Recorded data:
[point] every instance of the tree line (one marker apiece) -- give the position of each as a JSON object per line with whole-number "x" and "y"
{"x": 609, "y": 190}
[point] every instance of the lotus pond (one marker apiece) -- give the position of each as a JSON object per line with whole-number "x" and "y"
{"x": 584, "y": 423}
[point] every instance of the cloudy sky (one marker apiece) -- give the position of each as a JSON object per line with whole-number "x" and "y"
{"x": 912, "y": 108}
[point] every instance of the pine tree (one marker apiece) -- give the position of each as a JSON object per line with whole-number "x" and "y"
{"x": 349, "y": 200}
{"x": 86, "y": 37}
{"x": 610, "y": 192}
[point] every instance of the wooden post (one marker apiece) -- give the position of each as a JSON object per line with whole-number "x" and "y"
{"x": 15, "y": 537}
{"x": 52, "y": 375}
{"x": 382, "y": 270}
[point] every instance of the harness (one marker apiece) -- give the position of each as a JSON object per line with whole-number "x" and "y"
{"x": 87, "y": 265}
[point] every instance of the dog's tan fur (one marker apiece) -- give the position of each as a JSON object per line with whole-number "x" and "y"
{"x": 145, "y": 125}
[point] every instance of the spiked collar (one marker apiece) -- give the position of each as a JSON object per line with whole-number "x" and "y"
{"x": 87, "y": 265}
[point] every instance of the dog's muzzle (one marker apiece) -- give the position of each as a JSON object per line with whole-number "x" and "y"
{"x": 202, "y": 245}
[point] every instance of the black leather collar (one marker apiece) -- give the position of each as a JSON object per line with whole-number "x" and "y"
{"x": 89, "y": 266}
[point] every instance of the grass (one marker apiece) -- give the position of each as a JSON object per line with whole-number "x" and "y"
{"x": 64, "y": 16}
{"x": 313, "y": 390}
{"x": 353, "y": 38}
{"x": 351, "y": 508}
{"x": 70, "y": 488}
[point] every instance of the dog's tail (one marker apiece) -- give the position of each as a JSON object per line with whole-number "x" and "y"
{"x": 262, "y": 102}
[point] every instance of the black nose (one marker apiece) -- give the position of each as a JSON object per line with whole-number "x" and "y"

▶ _DESCRIPTION OF THE TASK_
Rewrite the lines above, replacing "wooden post" with "fence post" and leaving everything else unchanged.

▶ _WRITTEN SOLUTION_
[point] every instance of the tree line (one marker apiece) -- give the position of each as a JSON object per line with whole-number "x" and "y"
{"x": 609, "y": 190}
[point] every instance of the lotus pond (one marker apiece) -- give the position of each as a JSON object per line with whole-number "x" and "y"
{"x": 584, "y": 423}
[point] every instance of the cloudy sky (one marker apiece) -- give the position of each as a JSON object per line with whole-number "x" and "y"
{"x": 912, "y": 108}
[point] every instance of the pine tree (one marker apiece) -- give the position of each as a JSON object per line with whole-number "x" and "y"
{"x": 349, "y": 200}
{"x": 86, "y": 37}
{"x": 610, "y": 192}
[point] every instance of the fence post (one marker apiece) -- give the position of each as a JSON object per line with whole-number "x" and "y"
{"x": 15, "y": 537}
{"x": 52, "y": 375}
{"x": 382, "y": 270}
[point] every instance of the harness (one marker apiece) -- give the position of each as a JSON object per line with whole-number "x" and "y"
{"x": 87, "y": 265}
[point] every instance of the dog's tan fur (one marker apiece) -- give the position of each as a JSON object per line with whole-number "x" and "y"
{"x": 145, "y": 125}
[point] every instance of the spiked collar (one marker apiece) -- give the position of each as a JSON object per line with whole-number "x" and "y"
{"x": 87, "y": 265}
[point] every instance of the dog's muzzle (one marker apiece) -- give the position of each as a JSON object per line with whole-number "x" and "y"
{"x": 202, "y": 245}
[point] every instance of the black leather collar (one marker apiece) -- give the position of each as a JSON object per line with whole-number "x" and "y"
{"x": 89, "y": 266}
[point] every instance of the grass (one marker apiece) -- give the position of each as a JSON object per line with whole-number "x" and "y"
{"x": 64, "y": 16}
{"x": 313, "y": 390}
{"x": 353, "y": 38}
{"x": 351, "y": 508}
{"x": 70, "y": 488}
[point] every instance of the dog's tail (one marker apiece) -- give the position of each as a JSON object per line with whole-number "x" and "y"
{"x": 262, "y": 102}
[point] every instance of the black nose (one marker apiece) -- give the position of each as a JSON object per line with whole-number "x" and "y"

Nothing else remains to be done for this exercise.